Written instruction 1 >>
Answer these questions using the IOT protocol description:
(a) What placeholder name stands in for the project's current name?
(b) How many protocols does the project define?
(c) Where are comments on better names welcome?
Written instruction 2 >> Write a continuation of the IOT protocol description, starting after its final sentence.

Source passage >>
◇ ◇ ◇ ◇ ◇ ◇ ◇

Context: This project currently has a terrible name, but it does useful stuff. I suspect that the terrible name is the reason it's not being used.

Any comments on better names welcome via: http://twitter.com/sparks_rd

The current name is not included below, so that it doesn't distract. The name IOTDevCore is a placeholder here to replace that name.

What's the aim of this prototcol?

It aims to allow you to pick up an IOT devices and connect to it and ask it what it supports, in a standard manner - allowing local and network proxies to be created.

To that end it defines 2 protocols:

  • A serial-style device level API to introspect a device as to it's functionality

  • A zero-conf advertised, REST-mapped, JSON API to introspect and control the device over the network

This assumes a device may be dumb, and require a host to be connected to the network. It also assumes that in a long term scenario you may have random devices lying around, but no manuals, and want to ask the device what it does.

◇ ◇ ◇ ◇ ◇ ◇ ◇

Recorded data >>
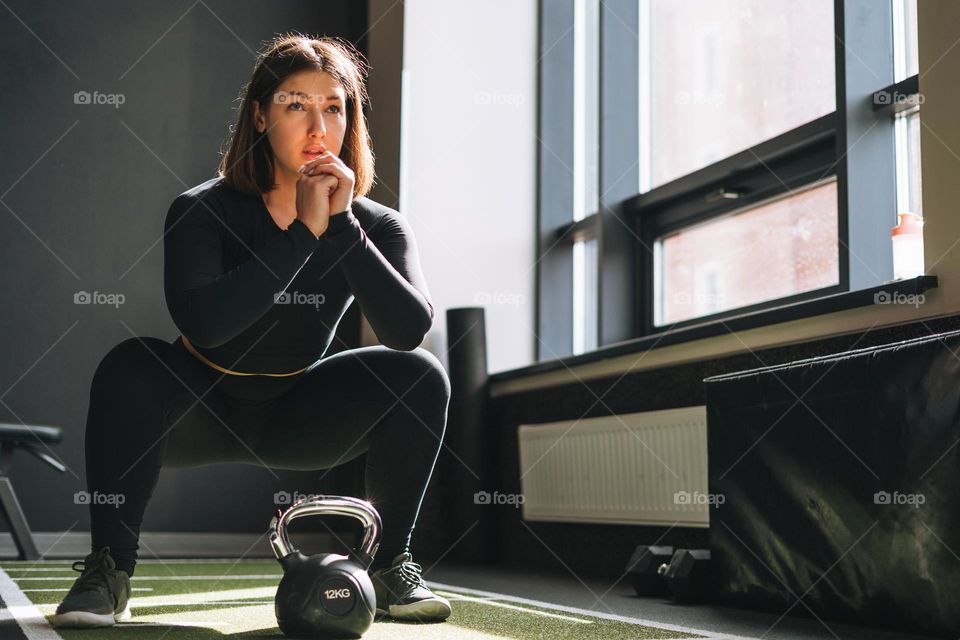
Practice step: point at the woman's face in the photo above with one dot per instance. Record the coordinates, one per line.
(308, 111)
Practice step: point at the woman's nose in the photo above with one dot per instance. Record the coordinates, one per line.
(317, 126)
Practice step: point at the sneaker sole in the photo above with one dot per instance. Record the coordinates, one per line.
(420, 611)
(87, 619)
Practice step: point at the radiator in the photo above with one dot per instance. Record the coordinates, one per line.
(637, 468)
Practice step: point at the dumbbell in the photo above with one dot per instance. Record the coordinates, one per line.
(642, 570)
(687, 575)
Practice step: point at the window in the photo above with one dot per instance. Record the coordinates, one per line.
(724, 75)
(907, 123)
(767, 251)
(706, 159)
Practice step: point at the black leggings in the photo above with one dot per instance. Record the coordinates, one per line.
(154, 404)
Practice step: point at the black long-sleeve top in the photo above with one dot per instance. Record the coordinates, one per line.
(230, 274)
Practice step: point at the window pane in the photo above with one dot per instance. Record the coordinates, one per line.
(905, 51)
(586, 91)
(770, 250)
(584, 295)
(907, 130)
(719, 76)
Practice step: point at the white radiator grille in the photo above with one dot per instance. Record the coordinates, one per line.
(638, 468)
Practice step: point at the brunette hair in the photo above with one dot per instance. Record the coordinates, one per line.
(248, 163)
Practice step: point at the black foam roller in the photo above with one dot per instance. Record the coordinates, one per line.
(468, 437)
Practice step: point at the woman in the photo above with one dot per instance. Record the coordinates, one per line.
(260, 264)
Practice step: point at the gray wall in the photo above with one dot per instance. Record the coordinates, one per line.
(84, 189)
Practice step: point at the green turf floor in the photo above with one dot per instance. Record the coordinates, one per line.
(187, 600)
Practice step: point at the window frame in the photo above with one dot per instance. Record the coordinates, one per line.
(850, 143)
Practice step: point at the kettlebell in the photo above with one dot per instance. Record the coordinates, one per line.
(328, 595)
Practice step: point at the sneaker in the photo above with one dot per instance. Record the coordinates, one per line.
(402, 593)
(99, 597)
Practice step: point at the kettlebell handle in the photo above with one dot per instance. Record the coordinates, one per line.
(328, 505)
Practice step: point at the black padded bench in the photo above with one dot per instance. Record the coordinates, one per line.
(35, 440)
(841, 478)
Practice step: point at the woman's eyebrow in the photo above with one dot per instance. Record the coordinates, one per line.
(306, 95)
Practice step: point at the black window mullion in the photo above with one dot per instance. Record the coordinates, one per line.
(866, 165)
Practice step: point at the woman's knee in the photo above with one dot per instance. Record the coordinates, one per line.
(429, 374)
(131, 358)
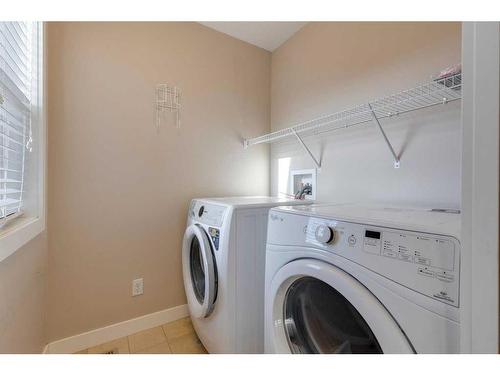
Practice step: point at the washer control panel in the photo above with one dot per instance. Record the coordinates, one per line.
(207, 213)
(425, 263)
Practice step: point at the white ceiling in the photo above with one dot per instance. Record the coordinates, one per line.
(267, 35)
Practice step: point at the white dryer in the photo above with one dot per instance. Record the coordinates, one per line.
(223, 260)
(350, 279)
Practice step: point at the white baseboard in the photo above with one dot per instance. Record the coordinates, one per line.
(101, 335)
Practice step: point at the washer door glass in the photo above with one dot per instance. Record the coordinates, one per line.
(200, 271)
(197, 269)
(318, 319)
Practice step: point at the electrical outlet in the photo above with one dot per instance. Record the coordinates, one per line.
(137, 287)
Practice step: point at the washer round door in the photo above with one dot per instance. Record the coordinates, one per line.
(318, 308)
(199, 271)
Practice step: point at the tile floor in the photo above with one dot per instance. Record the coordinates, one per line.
(172, 338)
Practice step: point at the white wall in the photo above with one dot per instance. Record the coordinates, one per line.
(328, 67)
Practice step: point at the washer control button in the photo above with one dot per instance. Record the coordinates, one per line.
(324, 234)
(446, 277)
(351, 240)
(425, 272)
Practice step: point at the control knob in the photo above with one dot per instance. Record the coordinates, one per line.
(324, 234)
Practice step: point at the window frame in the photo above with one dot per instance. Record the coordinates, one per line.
(24, 228)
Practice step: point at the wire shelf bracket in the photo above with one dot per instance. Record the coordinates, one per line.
(388, 143)
(437, 92)
(316, 162)
(167, 99)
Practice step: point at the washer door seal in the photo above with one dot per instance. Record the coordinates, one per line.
(199, 271)
(318, 308)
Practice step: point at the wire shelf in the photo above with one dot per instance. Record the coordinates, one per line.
(439, 91)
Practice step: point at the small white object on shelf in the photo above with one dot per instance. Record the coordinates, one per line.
(439, 91)
(167, 99)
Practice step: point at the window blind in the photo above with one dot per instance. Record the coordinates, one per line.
(16, 63)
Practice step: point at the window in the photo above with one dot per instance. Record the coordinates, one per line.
(21, 127)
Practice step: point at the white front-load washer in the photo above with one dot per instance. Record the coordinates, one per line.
(223, 259)
(352, 279)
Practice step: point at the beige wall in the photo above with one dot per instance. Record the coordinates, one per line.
(23, 292)
(327, 67)
(118, 190)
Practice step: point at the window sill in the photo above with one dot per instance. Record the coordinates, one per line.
(18, 233)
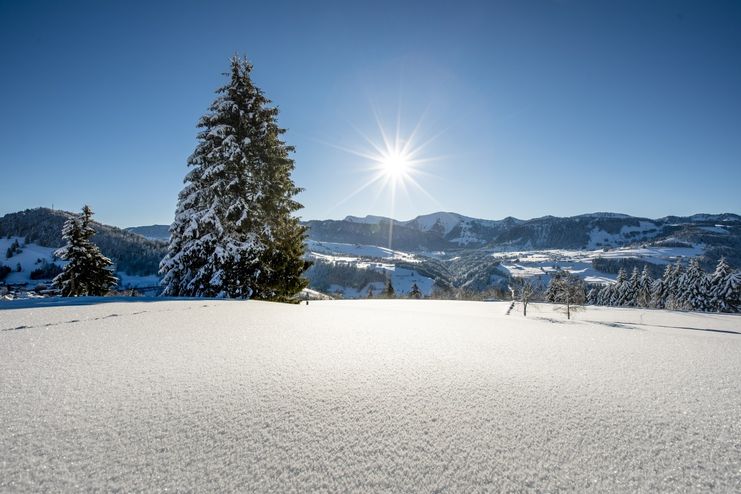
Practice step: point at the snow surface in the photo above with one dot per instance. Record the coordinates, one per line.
(356, 250)
(27, 258)
(366, 396)
(30, 255)
(541, 263)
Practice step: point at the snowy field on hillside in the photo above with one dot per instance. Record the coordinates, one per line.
(526, 264)
(365, 396)
(32, 256)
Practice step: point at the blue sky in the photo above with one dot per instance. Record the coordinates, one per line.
(533, 107)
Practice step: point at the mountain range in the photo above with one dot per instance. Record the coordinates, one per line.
(139, 249)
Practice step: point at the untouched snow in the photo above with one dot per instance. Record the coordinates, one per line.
(28, 259)
(366, 396)
(355, 250)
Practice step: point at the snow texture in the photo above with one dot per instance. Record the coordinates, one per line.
(366, 396)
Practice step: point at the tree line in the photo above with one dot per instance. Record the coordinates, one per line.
(679, 288)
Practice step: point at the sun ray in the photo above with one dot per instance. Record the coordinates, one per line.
(394, 161)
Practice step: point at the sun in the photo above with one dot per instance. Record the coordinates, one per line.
(395, 165)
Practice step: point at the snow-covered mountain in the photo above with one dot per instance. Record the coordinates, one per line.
(152, 232)
(452, 231)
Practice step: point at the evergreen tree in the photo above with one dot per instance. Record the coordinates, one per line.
(691, 295)
(567, 289)
(724, 288)
(618, 292)
(643, 296)
(390, 292)
(673, 285)
(660, 289)
(234, 234)
(415, 292)
(630, 294)
(87, 272)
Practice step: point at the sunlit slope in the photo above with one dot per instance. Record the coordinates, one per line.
(369, 396)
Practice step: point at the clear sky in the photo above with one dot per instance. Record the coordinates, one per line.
(530, 107)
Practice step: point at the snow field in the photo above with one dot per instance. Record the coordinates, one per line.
(366, 396)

◇ ◇ ◇ ◇ ◇ ◇ ◇

Written response 1 >>
(a) IOTDevCore
(b) 2
(c) Via http://twitter.com/sparks_rd

Written response 2 >>
The code in the project includes:

  • Code to implement the device-side core of the API. (Suitable for running on microcontrollers as small as an Atmel 8A)

  • Host to device querying -> introspects the device, and presents that devices in the form of a local python object - complete with help/docstrings. This allows direct control of the device from python in a python-native form This also names the device,

  • Local network API:

    • A server that can take the python object from above, introspect that and automatically create a REST API based on a standardised mapping.
    • Client side code that can automatically look on the network for devices of a given name, can then create a local python proxy object, with the upshot being you can literally import a device from the network, and use it as a python object.

The core aim was:

  • Someone aged 14-18 would be able to take something they create for GCSE/A-Level electronics and apply a thin API to make their device/project controllable over the network - without having to learn much coding knowledge, nor networks, etc.

  • Someone aged 11+ would be able to take devices which were available on the network and control them to do whatever they wanted, without having to learn electronics, networks, etc.

It achieves that goal from a practical perspective.

At the end of the specs, I've added some links to:

  • Example device side code
  • Example host side code (local rather than remote usage)
  • Example remote code usage
  • The github repo for the current stack implementation/API

As I say, the name is less than ideal.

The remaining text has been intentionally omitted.